*TEXTE À LIRE*:
━━━━━━━━━━━━━━━━━━━━

Arsenal : Thierry Henry / Dennis Bergkamp (1999-2006) – 265 buts toutes compétitions confondues
Pascal Cygan, défenseur des Gunners (2002-2006) : « Un duo presque paranormal »
« C’est un duo qui a marqué la Premier League. Il y avait une complicité naturelle entre les deux, c’était une évidence. Ils se trouvaient les yeux fermés. Si ça fonctionnait tant entre eux, c’est parce qu’ils avaient une intelligence de jeu au-dessus de la moyenne. Pour moi, ça reste vraiment un duo magique. La passe de Bergkamp pour Henry, c’est quelque chose qui était devenu instinctif. Ça se faisait naturellement. Chacun anticipait les mouvements de l’autre sur le terrain, c’était presque paranormal à voir. Après, c’était avant tout une complicité sportive. En dehors des terrains, ils n’étaient pas particulièrement proches. Mais Henry avait une forme d’admiration pour Bergkamp. À vrai dire, on éprouvait tous cette admiration pour lui. Pour le joueur et l’homme qu’il était. D’ailleurs, personne n’a jamais eu de problème avec. »
Newcastle : Andy Cole / Peter Beardsley (1993-1995) – 76 buts
Philippe Albert, défenseur des Magpies (1994-1999) : « Un honneur extraordinaire »

━━━━━━━━━━━━━━━━━━━━

*DONNÉES FOURNIES*:
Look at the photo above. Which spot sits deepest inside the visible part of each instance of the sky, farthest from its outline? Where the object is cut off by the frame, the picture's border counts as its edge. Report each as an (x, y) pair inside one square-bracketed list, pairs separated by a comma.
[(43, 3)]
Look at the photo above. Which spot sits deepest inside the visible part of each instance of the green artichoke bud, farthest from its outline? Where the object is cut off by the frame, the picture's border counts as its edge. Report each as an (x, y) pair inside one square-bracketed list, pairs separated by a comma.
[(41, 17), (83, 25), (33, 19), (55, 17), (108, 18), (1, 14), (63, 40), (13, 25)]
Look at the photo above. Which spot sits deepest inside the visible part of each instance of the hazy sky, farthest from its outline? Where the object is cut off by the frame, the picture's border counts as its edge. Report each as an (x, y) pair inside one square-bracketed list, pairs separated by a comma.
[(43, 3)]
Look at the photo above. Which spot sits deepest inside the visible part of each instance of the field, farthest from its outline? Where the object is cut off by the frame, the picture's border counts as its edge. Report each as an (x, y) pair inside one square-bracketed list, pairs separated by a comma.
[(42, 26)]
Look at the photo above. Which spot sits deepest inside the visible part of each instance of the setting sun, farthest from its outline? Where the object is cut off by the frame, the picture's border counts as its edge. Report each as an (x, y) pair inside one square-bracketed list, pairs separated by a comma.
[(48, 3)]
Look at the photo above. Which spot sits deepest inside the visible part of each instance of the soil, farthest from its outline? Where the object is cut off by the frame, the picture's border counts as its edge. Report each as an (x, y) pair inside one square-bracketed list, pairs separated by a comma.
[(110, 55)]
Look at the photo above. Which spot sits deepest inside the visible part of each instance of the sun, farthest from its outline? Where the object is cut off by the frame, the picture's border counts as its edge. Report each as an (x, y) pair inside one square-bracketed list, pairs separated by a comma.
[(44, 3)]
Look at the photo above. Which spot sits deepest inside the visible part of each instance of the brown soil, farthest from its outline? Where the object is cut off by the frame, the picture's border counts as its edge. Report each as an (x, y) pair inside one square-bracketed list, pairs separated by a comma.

━━━━━━━━━━━━━━━━━━━━

*OBJECTIF DE L’EXERCICE*:
Pour chacune des affirmations suivantes, dites par oui ou par non si elle est conforme au texte à lire, et citez les mots du texte qui permettent de trancher.
(a) Selon Pascal Cygan, Henry et Bergkamp étaient très proches en dehors des terrains.
(b) Henry éprouvait de l’admiration pour Bergkamp.
(c) Le duo Andy Cole / Peter Beardsley a marqué 76 buts.

*RÉSULTAT OBTENU*:
(a) Non : « En dehors des terrains, ils n’étaient pas particulièrement proches. »
(b) Oui : « Mais Henry avait une forme d’admiration pour Bergkamp. »
(c) Oui : « Newcastle : Andy Cole / Peter Beardsley (1993-1995) – 76 buts »